▶ **PROBLEM STATEMENT**
Look through the material below and copy exactly the lines from the line with "A sample of" to the line with "186), (418, 106)]]", those two lines included.

·····

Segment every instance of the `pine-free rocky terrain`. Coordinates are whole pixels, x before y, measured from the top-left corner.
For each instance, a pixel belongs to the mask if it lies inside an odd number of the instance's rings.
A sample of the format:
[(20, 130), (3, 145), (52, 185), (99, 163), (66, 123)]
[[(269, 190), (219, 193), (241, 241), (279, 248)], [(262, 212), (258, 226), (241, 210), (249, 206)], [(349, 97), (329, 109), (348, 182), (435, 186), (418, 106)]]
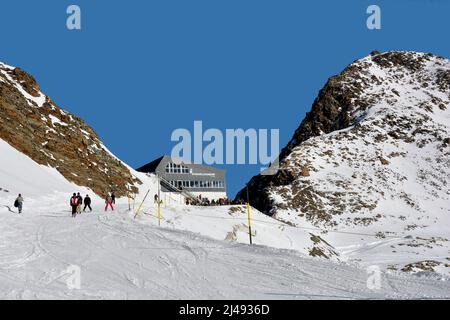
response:
[(249, 182), (252, 205), (322, 228), (363, 263), (383, 256), (385, 268), (449, 274), (449, 101), (448, 59), (373, 52), (355, 61), (320, 91), (277, 174)]
[(126, 166), (82, 119), (60, 109), (33, 76), (0, 63), (0, 139), (97, 194), (134, 191)]
[[(450, 298), (449, 100), (450, 62), (430, 54), (374, 52), (330, 78), (279, 172), (250, 182), (249, 246), (243, 206), (164, 195), (161, 226), (153, 201), (134, 218), (157, 179), (0, 63), (0, 298)], [(137, 192), (132, 210), (105, 213), (109, 190)], [(71, 218), (73, 192), (94, 211)]]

·····

▶ **WRITTEN RESPONSE**
A sample of the format:
[(20, 130), (3, 145), (52, 185), (99, 163), (66, 123)]
[[(269, 190), (219, 193), (241, 241), (279, 248)], [(262, 212), (258, 226), (241, 210), (249, 206)], [(349, 97), (329, 109), (348, 182), (435, 186), (418, 106)]]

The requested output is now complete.